[start of Passage to read]

How it all started: the OM 312 was unveiled in 1949 with a displacement of 4.6 litres and an output of 90 hp.

A false start that turned out well in the end. The history of the 300 engine series, launched in 1949 for light and medium-duty commercial vehicles, was certainly not without drama.

Deep in the company archives were design drawings for an engine with the model designation OM 302 that had never been built. Conceived in the late 1930s, the engine had been conceived for use with small and medium-duty commercial vehicles and intended to power both in-house trucks and the Opel Blitz, a three-tonne vehicle very popular with the German army at the time.

Resolution to lose weight

It was precisely in this truck category that Mercedes-Benz had one small problem at the time: the company’s three-tonne L 3000 was just a little too heavy. For the same ‘contingency weight’ of two L 3000s it was possible to manufacture three equivalent Opel Blitz trucks. The Opel Blitz’s operational weight was around 20 percent lighter than that of the L 3000, and the Opel Blitz was also a robust and inexpensive vehicle.

[end of Passage to read]
[start of Given records]

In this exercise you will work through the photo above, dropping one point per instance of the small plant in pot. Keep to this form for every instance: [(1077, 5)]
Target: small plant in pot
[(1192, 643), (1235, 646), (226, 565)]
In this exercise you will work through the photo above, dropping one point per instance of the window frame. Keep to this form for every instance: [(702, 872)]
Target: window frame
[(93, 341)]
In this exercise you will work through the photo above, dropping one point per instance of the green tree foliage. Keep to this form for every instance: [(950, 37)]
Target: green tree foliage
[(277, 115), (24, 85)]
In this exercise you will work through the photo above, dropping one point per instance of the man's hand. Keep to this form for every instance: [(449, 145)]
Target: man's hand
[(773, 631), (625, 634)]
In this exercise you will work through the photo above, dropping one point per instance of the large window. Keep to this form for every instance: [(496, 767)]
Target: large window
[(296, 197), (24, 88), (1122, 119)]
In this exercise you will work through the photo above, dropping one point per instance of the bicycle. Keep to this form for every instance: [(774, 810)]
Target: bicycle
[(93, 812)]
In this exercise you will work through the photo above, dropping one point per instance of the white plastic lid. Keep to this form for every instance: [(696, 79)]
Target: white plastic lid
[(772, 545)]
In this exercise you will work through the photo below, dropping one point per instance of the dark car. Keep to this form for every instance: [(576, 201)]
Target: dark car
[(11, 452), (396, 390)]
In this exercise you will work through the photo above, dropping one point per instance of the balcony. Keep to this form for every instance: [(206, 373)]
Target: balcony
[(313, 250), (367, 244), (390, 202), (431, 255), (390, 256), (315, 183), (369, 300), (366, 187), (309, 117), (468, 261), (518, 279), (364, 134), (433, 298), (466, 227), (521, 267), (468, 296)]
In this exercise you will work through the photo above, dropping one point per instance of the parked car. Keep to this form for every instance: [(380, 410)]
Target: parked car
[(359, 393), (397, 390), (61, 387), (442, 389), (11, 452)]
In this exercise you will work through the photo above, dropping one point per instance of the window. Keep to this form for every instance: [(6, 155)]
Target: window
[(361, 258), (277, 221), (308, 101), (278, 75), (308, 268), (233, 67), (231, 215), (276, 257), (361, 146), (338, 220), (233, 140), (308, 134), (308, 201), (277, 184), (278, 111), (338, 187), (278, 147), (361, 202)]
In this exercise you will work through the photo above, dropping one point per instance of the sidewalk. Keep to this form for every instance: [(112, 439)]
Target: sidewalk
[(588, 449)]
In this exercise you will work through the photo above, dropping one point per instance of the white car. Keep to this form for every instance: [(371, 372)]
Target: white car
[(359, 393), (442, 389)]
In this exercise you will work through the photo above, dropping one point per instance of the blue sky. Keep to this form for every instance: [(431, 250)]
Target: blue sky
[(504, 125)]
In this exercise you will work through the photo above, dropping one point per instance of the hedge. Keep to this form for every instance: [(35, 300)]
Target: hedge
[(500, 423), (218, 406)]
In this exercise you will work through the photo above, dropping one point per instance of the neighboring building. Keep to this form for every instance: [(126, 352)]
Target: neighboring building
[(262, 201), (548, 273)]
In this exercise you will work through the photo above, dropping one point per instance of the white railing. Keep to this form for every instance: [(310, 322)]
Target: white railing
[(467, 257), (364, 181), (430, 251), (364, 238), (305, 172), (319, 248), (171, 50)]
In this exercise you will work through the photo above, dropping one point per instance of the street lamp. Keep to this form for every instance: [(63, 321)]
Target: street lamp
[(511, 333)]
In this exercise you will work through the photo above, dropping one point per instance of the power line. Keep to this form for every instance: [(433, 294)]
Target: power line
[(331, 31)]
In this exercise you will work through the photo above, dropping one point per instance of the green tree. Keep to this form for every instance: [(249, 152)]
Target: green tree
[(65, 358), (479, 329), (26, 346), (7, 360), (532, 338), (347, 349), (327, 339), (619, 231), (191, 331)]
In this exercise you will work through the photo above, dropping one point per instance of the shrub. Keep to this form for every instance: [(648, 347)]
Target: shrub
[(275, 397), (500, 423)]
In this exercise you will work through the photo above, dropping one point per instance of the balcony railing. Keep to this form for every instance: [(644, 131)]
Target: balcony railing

[end of Given records]

- **Instructions**
[a] Copy the engine history passage from "A false start" to "not without drama." word for word.
[b] In the engine history passage, by about what percentage was the Opel Blitz's operational weight lower than the L 3000's?
[c] Go on with the passage about the history of the Mercedes-Benz 300 engine series, picking up right after its final sentence.
The rows come from a separate source and are unrelated to the passage on the engine history.

- **Answers in order**
[a]
A false start that turned out well in the end. The history of the 300 engine series, launched in 1949 for light and medium-duty commercial vehicles, was certainly not without drama.

[b] Around 20 percent.

[c]
Against this background, in autumn 1938 General Manager Dr. Wilhelm Kissel called for the development of a three-tonne vehicle that would be as light and as inexpensive as the Opel Blitz. The Gaggenau plant was commissioned with the order. From 1938 onwards developers at Gaggenau worked on the design of a four-cylinder diesel engine for light trucks. It was given the model designation OM 301 and was to achieve the unusually high rated engine speed of 3000/min. By comparison, 2200/min was a more common engine speed at the time. Equally unusual features of this engine were its bore and stroke parameters of 90/120 millimetres respectively – dimensions that would feature in all light diesel engines manufactured by Mercedes-Benz for many years to come.

“OM 302” was in-house code for the corresponding six-cylinder engine that designer Adolf Wente began work on in June 1940. The specifications were clear: as low a curb weight as possible, yet with a power rating of 80 hp and thus a relatively high rated speed of 3000/min. By comparison, the standard OM 65/4 engine used in the L 3000 was relatively heavy and reached its 70 hp rated output at 2250/min.